%%
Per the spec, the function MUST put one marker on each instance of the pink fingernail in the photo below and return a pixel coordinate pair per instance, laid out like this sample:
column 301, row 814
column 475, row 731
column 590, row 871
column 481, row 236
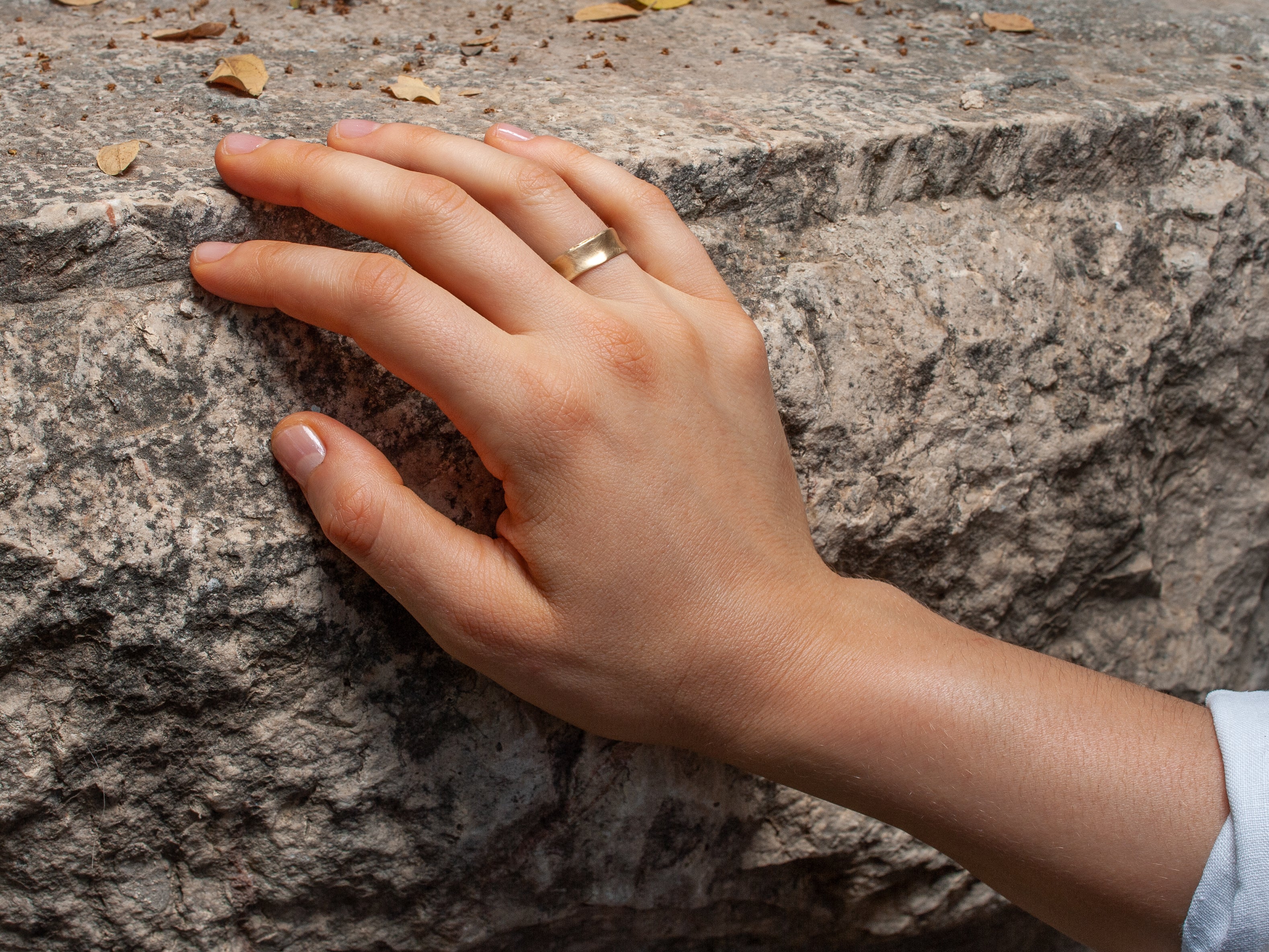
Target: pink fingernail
%%
§ Exercise directions:
Change every "column" in the records to "x" and write the records out again with nothing else altered, leaving out the pictures.

§ Solution to this task:
Per the spec, the function MUST put one marker on each instance of the pink fingernail in the photo below and return a pixel coordinate pair per instance, laid out like this sample:
x 301, row 814
x 475, row 731
x 590, row 871
x 481, row 236
Target: pink fingernail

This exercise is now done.